> _What to do_: Each entry below needs to be transcribed verbatim; the images should not appear.

> _Study material_:
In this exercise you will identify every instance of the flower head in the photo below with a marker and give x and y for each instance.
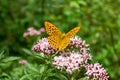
(78, 43)
(43, 46)
(33, 32)
(71, 62)
(96, 72)
(23, 62)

> _Solution for this task_:
In this exercise you will identify every instance of the flower head in the photo below with a marker and give x and y for each instance.
(78, 43)
(43, 46)
(33, 32)
(71, 62)
(96, 72)
(23, 62)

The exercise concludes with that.